* [YANG DIMINTA]
Bisakah Anda menyalin ulang baris-baris data di bawah ini tanpa mengubah apa pun, dimulai dari baris pertama data dan berhenti setelah baris yang memuat "box: [0, 31, 54, 75]"? Kedua batas itu ikut disalin, dan gambar tidak perlu disertakan dalam jawaban.

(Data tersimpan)
* * * * * * * * *

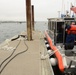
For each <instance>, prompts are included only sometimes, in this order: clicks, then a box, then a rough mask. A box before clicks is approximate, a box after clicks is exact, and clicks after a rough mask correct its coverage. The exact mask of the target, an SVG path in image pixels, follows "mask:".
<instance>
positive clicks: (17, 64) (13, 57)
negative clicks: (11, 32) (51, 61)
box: [0, 31, 54, 75]
mask: <svg viewBox="0 0 76 75" xmlns="http://www.w3.org/2000/svg"><path fill="white" fill-rule="evenodd" d="M26 34H27V32H26V33H25V32H23V33H21V34H20V35H25V38H23V37H19V38H18V39H14V38H16V37H17V36H15V37H13V38H11V39H13V40H12V41H11V39H7V40H6V41H4V42H3V43H2V44H1V45H0V74H1V75H54V74H53V71H52V67H51V64H50V61H49V56H48V55H47V49H46V46H45V40H44V37H45V36H44V34H43V33H42V32H41V31H33V32H32V38H33V41H28V40H27V38H26ZM14 50H15V51H14ZM13 51H14V52H13ZM12 52H13V54H12ZM11 54H12V55H11ZM10 55H11V56H10ZM46 55H47V56H46ZM9 56H10V57H9ZM42 56H45V57H46V58H44V59H42V58H41V57H42ZM8 57H9V58H8ZM7 58H8V59H7ZM5 59H7V60H5ZM4 60H5V61H4ZM3 61H4V62H3ZM2 62H3V63H2ZM1 64H2V65H1Z"/></svg>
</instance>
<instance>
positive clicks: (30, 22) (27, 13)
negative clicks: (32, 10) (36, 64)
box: [26, 0, 32, 41]
mask: <svg viewBox="0 0 76 75" xmlns="http://www.w3.org/2000/svg"><path fill="white" fill-rule="evenodd" d="M26 22H27V40H28V41H30V40H32V28H31V0H26Z"/></svg>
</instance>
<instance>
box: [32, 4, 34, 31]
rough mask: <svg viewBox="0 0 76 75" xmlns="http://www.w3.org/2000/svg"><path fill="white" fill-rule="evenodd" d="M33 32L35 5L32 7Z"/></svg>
mask: <svg viewBox="0 0 76 75" xmlns="http://www.w3.org/2000/svg"><path fill="white" fill-rule="evenodd" d="M32 30H33V31H34V5H32Z"/></svg>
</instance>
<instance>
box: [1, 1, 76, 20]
mask: <svg viewBox="0 0 76 75" xmlns="http://www.w3.org/2000/svg"><path fill="white" fill-rule="evenodd" d="M71 2H72V4H73V5H75V2H76V1H75V0H31V5H34V19H35V21H47V18H56V17H59V16H60V14H61V13H65V10H68V11H70V3H71ZM58 11H60V13H59V12H58ZM9 20H10V21H26V0H0V21H9Z"/></svg>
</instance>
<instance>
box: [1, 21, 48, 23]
mask: <svg viewBox="0 0 76 75" xmlns="http://www.w3.org/2000/svg"><path fill="white" fill-rule="evenodd" d="M36 22H47V21H35V23H36ZM0 23H26V21H0Z"/></svg>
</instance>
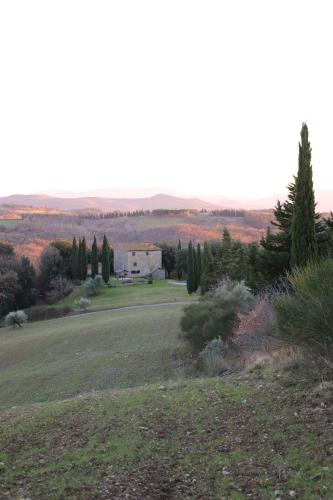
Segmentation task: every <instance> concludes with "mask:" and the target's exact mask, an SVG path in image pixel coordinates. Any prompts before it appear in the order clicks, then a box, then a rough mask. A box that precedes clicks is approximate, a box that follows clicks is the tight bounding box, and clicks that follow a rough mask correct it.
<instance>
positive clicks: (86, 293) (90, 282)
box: [84, 274, 106, 296]
mask: <svg viewBox="0 0 333 500" xmlns="http://www.w3.org/2000/svg"><path fill="white" fill-rule="evenodd" d="M84 286H85V290H86V294H87V295H88V296H91V295H98V294H99V292H100V291H101V290H102V289H103V288H105V286H106V285H105V283H104V280H103V278H102V276H100V275H99V274H97V275H96V276H95V278H88V279H87V281H86V282H85V284H84Z"/></svg>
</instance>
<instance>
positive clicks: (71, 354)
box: [0, 287, 184, 407]
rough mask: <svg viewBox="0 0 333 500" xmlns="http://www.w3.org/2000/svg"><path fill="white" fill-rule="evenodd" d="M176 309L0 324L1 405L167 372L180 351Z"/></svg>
mask: <svg viewBox="0 0 333 500" xmlns="http://www.w3.org/2000/svg"><path fill="white" fill-rule="evenodd" d="M142 288H143V287H142ZM174 288H177V287H174ZM181 311H182V306H181V305H178V304H172V305H161V306H152V307H147V308H137V309H130V310H126V309H124V310H123V311H122V310H117V311H103V312H99V313H89V314H81V315H77V316H72V317H65V318H60V319H58V320H51V321H43V322H37V323H30V324H27V325H25V326H24V327H23V328H22V329H16V330H13V329H11V328H2V329H0V407H1V406H8V405H17V404H25V403H31V402H40V401H50V400H55V399H60V398H66V397H70V396H73V395H77V394H79V393H82V392H85V391H92V390H95V389H96V390H99V389H105V388H116V387H117V388H118V387H129V386H134V385H141V384H145V383H147V382H155V381H158V380H163V379H165V378H168V377H170V376H172V374H173V373H174V372H175V370H176V368H177V363H178V361H177V359H178V358H181V357H182V356H181V351H182V350H183V349H184V344H183V342H182V341H181V339H180V338H179V320H180V316H181Z"/></svg>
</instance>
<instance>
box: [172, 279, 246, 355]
mask: <svg viewBox="0 0 333 500" xmlns="http://www.w3.org/2000/svg"><path fill="white" fill-rule="evenodd" d="M252 302H253V296H252V294H251V292H250V291H249V289H248V288H247V287H246V286H245V285H244V283H235V282H226V283H222V284H220V285H219V286H218V287H217V288H216V289H215V290H214V291H212V292H209V293H207V294H206V295H204V296H203V297H202V298H201V299H200V301H199V302H198V303H196V304H191V305H190V306H187V307H186V308H185V309H184V316H183V318H182V321H181V327H182V330H183V332H184V335H185V338H187V339H188V340H189V341H190V342H191V343H192V345H193V346H194V347H196V348H199V349H202V348H203V347H204V346H205V345H206V344H207V342H209V341H210V340H212V339H214V338H217V337H221V339H222V340H223V341H226V340H227V339H228V338H229V337H231V335H232V334H233V331H234V329H235V327H236V326H237V325H238V322H239V313H241V312H245V311H247V310H248V309H249V308H250V305H251V304H252Z"/></svg>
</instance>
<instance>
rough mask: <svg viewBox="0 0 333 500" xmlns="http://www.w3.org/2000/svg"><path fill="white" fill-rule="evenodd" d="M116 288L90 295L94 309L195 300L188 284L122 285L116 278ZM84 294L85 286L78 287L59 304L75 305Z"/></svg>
mask: <svg viewBox="0 0 333 500" xmlns="http://www.w3.org/2000/svg"><path fill="white" fill-rule="evenodd" d="M111 283H116V284H117V286H115V287H114V288H105V289H104V290H102V291H101V293H100V294H99V295H97V296H96V297H90V299H91V308H92V309H106V308H114V307H126V306H131V305H141V304H159V303H163V302H184V301H189V300H194V299H195V296H192V297H190V296H189V294H188V293H187V289H186V286H183V285H173V284H171V283H169V282H168V281H154V282H153V283H152V284H151V285H148V284H143V285H140V284H137V283H135V284H129V285H125V284H124V285H121V284H119V282H117V281H116V280H112V281H111ZM83 295H84V288H83V287H79V288H77V289H76V290H75V291H74V292H73V293H72V294H71V295H70V296H69V297H68V298H67V299H65V300H64V301H62V302H60V303H59V306H63V305H66V306H70V307H74V301H75V300H76V299H78V298H79V297H82V296H83Z"/></svg>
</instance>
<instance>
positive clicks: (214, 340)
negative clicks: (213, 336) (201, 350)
mask: <svg viewBox="0 0 333 500" xmlns="http://www.w3.org/2000/svg"><path fill="white" fill-rule="evenodd" d="M228 347H229V345H228V344H227V343H226V342H225V341H224V340H222V339H221V338H220V337H218V338H216V339H213V340H211V341H210V342H208V344H207V345H206V347H205V348H204V349H203V350H202V351H201V353H200V355H199V356H200V359H201V360H202V362H203V365H204V367H205V369H206V370H207V372H208V373H209V374H210V375H219V374H220V373H222V372H224V371H225V370H226V366H225V359H224V358H225V354H226V352H227V350H228Z"/></svg>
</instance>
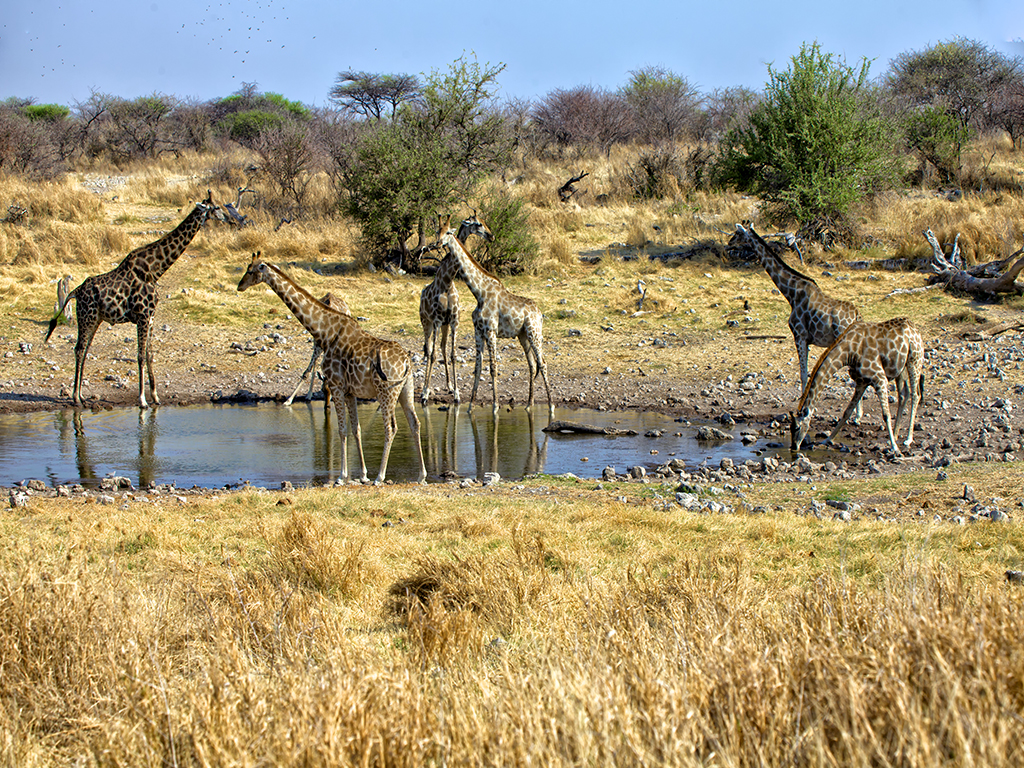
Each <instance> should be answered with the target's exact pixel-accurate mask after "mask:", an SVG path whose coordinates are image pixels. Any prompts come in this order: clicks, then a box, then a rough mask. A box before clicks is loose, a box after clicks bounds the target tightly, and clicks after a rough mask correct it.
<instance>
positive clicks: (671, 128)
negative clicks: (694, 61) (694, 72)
mask: <svg viewBox="0 0 1024 768" xmlns="http://www.w3.org/2000/svg"><path fill="white" fill-rule="evenodd" d="M623 95H624V96H625V97H626V102H627V103H628V104H629V105H630V109H631V110H632V112H633V123H634V125H635V127H636V131H637V137H638V138H639V139H640V140H641V141H644V142H646V143H658V142H663V141H675V140H677V139H679V138H681V137H683V136H684V135H685V134H686V133H688V132H689V131H690V128H691V127H692V120H693V116H694V114H695V113H696V111H697V109H698V108H699V106H700V102H701V97H700V91H698V90H697V88H696V87H695V86H693V85H690V83H689V81H688V80H687V79H686V78H684V77H681V76H680V75H676V74H675V73H674V72H672V71H670V70H667V69H665V68H664V67H644V68H643V69H640V70H634V71H633V72H631V73H630V80H629V83H628V84H627V85H626V87H625V88H624V89H623Z"/></svg>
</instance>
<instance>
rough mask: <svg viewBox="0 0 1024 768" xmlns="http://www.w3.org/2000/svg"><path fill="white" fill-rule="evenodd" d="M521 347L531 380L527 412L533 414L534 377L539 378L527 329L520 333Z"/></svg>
mask: <svg viewBox="0 0 1024 768" xmlns="http://www.w3.org/2000/svg"><path fill="white" fill-rule="evenodd" d="M518 338H519V346H521V347H522V353H523V355H524V356H525V357H526V376H527V377H528V378H529V394H528V395H526V411H527V412H529V413H532V411H534V377H535V376H537V370H536V369H535V368H534V351H532V346H534V345H532V340H531V339H530V338H529V334H528V333H527V331H526V329H525V328H523V330H522V331H521V332H520V333H519V337H518Z"/></svg>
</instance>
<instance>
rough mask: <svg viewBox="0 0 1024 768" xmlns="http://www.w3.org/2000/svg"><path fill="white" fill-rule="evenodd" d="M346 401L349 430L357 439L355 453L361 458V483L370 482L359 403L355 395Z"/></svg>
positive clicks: (359, 471) (355, 443) (386, 430)
mask: <svg viewBox="0 0 1024 768" xmlns="http://www.w3.org/2000/svg"><path fill="white" fill-rule="evenodd" d="M345 399H346V400H348V424H349V430H350V431H351V432H352V436H353V437H354V438H355V453H356V454H357V455H358V457H359V482H370V478H369V477H367V461H366V459H364V457H362V432H361V430H360V429H359V412H358V401H357V400H356V399H355V395H354V394H349V395H346V396H345ZM384 434H385V435H386V434H387V422H385V423H384Z"/></svg>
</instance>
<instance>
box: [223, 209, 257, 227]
mask: <svg viewBox="0 0 1024 768" xmlns="http://www.w3.org/2000/svg"><path fill="white" fill-rule="evenodd" d="M221 210H223V212H224V214H225V220H226V221H227V223H229V224H231V225H232V226H237V227H240V228H241V227H243V226H252V222H251V221H250V220H249V217H248V216H244V215H242V214H241V213H239V209H238V208H236V207H234V206H233V205H231V204H230V203H224V205H223V206H221Z"/></svg>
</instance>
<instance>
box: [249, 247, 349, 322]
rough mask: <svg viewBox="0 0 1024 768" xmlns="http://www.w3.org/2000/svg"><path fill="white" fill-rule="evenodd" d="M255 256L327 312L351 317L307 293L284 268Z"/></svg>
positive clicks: (348, 314)
mask: <svg viewBox="0 0 1024 768" xmlns="http://www.w3.org/2000/svg"><path fill="white" fill-rule="evenodd" d="M255 258H259V260H260V262H261V263H263V264H265V265H266V266H267V267H268V268H270V269H273V270H274V271H275V272H276V273H278V274H280V275H281V276H282V278H284V279H285V280H287V281H288V282H289V283H290V284H292V285H293V286H294V287H295V290H297V291H298V292H299V293H300V294H302V295H303V296H304V297H306V298H307V299H309V300H310V301H312V302H314V303H316V304H319V305H321V306H322V307H324V309H326V310H328V311H329V312H333V313H334V314H338V315H341V316H342V317H347V318H348V319H353V318H352V315H350V314H345V313H344V312H342V311H341V310H340V309H337V308H336V307H333V306H331V305H330V304H325V303H324V302H323V301H321V300H319V299H317V298H316V297H315V296H313V295H312V294H311V293H309V292H308V291H307V290H306V289H304V288H303V287H302V286H300V285H299V284H298V283H296V282H295V280H293V279H292V276H291V275H290V274H289V273H288V272H286V271H285V270H284V269H282V268H281V267H280V266H278V265H276V264H271V263H270V262H269V261H266V260H264V259H263V258H260V257H259V255H257V256H256V257H255Z"/></svg>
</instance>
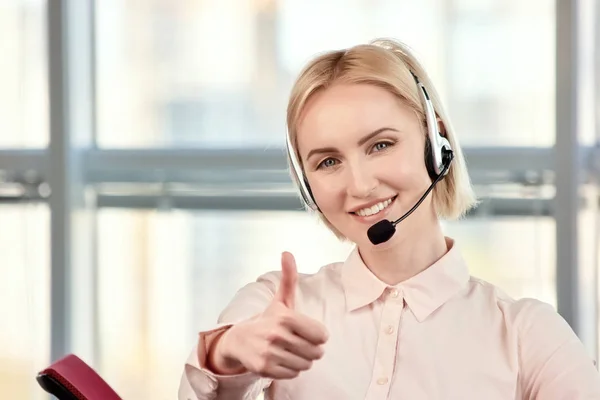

* * * * * * * * *

* [JAWABAN TUGAS]
For each <instance>, prompts are included only sometimes, in this order: clicks, then a box, then a rough mask. A box before clicks is approximate, a box after clicks is exact, and clicks after a rough mask correct its coverage. The exact mask of the target, an SVG path in image pixels, follows "mask:".
<instance>
positive clicks: (17, 64) (13, 57)
negative clicks: (11, 32) (51, 61)
box: [0, 31, 54, 75]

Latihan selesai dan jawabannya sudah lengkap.